(Point localization data)
========================================

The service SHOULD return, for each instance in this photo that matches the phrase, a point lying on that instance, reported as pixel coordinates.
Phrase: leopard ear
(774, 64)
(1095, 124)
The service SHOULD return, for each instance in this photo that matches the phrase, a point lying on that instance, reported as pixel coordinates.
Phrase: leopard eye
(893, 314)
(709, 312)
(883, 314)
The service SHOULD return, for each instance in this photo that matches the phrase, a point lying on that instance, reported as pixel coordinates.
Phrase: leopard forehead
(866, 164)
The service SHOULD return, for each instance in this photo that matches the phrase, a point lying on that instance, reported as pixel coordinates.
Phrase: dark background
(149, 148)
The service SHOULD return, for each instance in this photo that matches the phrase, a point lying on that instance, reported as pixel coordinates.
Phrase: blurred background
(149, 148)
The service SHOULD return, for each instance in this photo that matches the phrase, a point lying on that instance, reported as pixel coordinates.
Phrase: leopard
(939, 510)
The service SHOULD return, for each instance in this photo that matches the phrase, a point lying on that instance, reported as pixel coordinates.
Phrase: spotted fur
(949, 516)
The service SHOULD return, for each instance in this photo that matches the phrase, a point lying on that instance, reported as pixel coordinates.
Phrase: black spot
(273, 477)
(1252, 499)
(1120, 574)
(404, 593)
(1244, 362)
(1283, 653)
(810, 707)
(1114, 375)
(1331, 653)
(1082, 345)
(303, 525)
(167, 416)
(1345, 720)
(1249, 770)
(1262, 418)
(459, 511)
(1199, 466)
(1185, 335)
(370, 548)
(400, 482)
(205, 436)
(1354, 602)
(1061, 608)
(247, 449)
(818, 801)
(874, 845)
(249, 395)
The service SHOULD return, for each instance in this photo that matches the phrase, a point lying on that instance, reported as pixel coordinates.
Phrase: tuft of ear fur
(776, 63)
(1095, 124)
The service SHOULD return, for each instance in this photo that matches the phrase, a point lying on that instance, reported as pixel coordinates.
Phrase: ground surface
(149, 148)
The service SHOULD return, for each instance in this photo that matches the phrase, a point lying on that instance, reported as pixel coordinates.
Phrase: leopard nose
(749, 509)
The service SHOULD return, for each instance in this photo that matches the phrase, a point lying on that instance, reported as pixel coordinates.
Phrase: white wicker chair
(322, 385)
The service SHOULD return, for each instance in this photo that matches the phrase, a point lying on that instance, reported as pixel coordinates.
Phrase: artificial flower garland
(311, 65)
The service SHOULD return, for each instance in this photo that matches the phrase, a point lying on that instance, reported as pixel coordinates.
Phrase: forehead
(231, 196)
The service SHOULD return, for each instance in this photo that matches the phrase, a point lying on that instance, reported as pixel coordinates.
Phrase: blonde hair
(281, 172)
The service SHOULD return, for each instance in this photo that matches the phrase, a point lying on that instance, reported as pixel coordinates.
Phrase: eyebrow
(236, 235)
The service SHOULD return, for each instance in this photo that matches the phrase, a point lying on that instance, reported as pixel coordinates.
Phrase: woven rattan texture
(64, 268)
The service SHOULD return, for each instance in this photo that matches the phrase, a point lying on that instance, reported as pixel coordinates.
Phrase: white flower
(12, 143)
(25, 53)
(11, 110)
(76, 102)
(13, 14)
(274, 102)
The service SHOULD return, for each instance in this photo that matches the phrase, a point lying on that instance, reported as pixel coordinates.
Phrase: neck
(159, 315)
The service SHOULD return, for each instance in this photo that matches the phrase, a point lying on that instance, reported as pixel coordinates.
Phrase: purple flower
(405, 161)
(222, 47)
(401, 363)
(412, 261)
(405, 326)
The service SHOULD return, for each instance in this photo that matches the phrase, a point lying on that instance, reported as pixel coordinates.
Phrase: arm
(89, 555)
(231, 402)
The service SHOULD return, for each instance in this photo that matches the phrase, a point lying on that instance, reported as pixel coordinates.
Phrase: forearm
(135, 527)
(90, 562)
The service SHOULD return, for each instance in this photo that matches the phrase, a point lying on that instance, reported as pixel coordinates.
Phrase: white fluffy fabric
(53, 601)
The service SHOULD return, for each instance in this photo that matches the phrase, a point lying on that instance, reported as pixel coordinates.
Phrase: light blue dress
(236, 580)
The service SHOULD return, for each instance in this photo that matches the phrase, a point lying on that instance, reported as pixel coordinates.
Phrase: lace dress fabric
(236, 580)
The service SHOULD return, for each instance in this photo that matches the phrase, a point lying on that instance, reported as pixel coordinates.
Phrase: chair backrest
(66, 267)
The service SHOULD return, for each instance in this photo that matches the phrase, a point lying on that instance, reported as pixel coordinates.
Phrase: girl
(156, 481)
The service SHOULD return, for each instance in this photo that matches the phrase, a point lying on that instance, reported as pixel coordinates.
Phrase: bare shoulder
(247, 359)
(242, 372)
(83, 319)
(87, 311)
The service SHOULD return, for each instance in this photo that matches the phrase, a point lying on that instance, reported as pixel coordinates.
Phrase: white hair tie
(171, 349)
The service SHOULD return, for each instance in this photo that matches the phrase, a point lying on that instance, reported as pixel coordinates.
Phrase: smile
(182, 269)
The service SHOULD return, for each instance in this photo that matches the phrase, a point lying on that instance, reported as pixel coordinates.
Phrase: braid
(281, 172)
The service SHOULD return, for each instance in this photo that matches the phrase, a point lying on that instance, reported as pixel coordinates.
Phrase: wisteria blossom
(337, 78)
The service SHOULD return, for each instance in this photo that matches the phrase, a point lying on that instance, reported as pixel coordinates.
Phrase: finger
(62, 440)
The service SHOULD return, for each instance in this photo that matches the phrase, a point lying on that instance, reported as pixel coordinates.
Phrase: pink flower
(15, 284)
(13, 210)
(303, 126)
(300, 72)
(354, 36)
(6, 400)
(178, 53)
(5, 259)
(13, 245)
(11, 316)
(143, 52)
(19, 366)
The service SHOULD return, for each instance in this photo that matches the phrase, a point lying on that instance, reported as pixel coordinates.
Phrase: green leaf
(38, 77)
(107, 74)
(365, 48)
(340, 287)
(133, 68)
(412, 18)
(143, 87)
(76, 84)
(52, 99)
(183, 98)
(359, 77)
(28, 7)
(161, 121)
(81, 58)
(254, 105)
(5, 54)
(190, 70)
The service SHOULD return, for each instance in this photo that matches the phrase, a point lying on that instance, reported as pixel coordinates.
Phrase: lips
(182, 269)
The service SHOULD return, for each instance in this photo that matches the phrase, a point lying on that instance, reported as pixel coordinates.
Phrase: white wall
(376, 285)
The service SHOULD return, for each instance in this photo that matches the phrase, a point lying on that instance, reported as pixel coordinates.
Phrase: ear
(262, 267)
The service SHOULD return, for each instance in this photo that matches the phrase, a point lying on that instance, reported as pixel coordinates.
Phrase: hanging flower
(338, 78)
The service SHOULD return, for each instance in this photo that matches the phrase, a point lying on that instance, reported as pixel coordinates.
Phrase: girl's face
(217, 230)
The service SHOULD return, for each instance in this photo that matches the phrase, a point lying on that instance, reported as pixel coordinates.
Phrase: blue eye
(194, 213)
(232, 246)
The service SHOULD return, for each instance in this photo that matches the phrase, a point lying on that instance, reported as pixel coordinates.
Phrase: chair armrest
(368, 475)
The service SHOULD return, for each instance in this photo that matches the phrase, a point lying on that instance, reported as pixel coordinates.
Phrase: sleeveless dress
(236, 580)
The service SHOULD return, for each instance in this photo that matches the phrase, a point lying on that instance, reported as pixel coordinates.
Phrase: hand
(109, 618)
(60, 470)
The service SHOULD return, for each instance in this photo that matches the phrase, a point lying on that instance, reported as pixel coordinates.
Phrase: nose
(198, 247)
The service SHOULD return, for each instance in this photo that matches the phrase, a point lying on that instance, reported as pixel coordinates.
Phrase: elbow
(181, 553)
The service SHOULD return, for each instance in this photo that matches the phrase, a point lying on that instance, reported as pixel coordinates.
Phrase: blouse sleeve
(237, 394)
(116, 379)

========================================

# Prompt:
In the answer, return exactly the lines from the line containing "Phrase: elbow" to the end of the records above, and no others.

# Output for this task:
Phrase: elbow
(181, 553)
The service SHOULD return, for each instance in this photo that matches the phrase, a point lying on that instance, reported as pixel coordinates.
Phrase: blouse sleeve
(237, 394)
(116, 379)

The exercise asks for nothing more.